## Task objective
Give only the number of lines in the records below that contain the word "form". Case counts.

## Input
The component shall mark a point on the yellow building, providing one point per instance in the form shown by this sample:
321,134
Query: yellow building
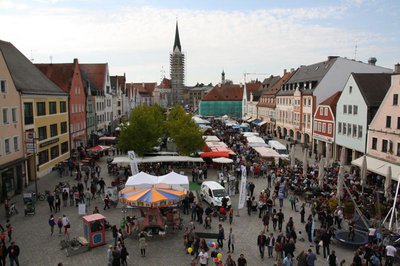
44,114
...
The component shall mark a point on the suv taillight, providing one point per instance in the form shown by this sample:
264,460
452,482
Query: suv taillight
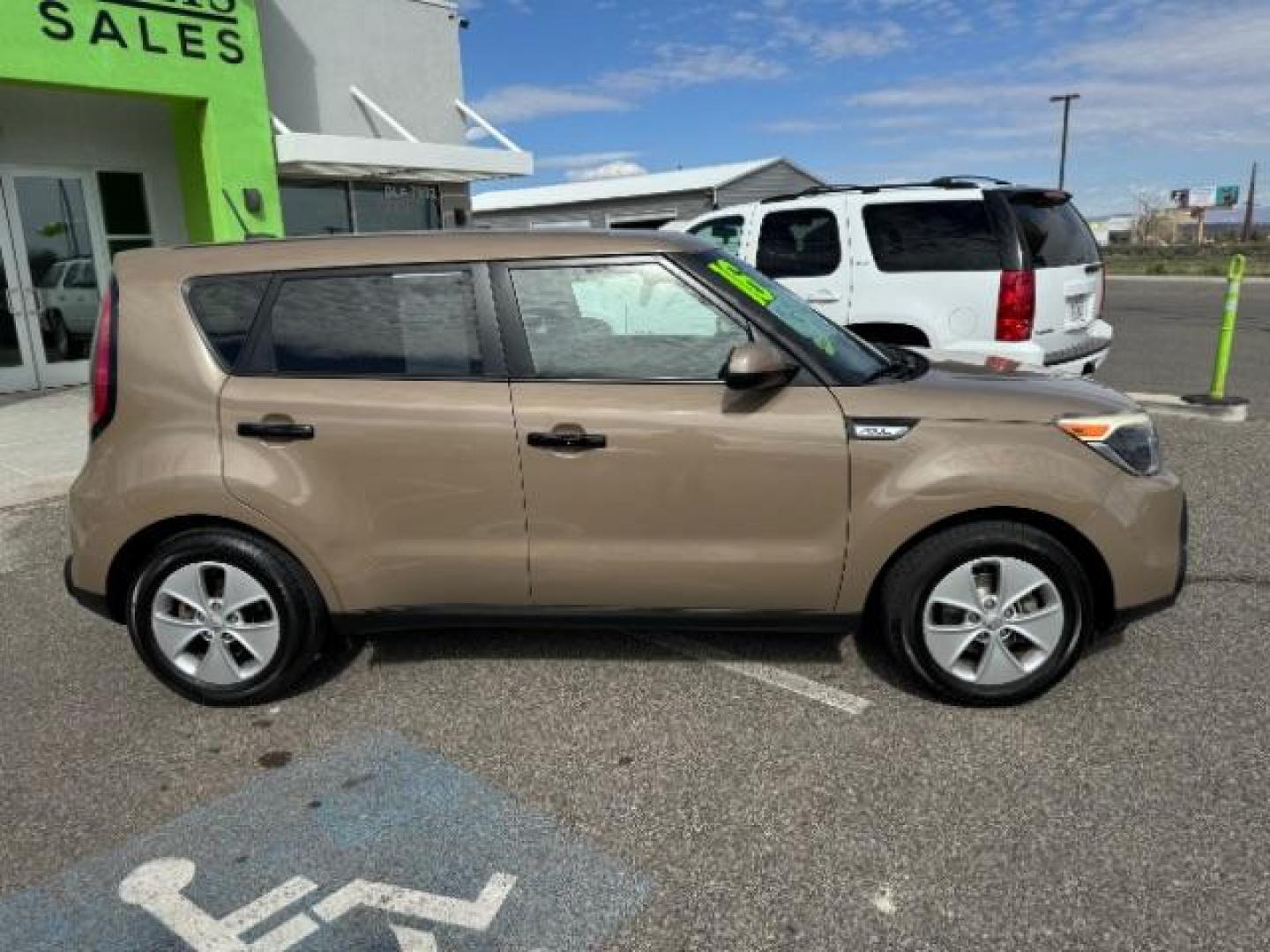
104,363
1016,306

## Solved exercise
2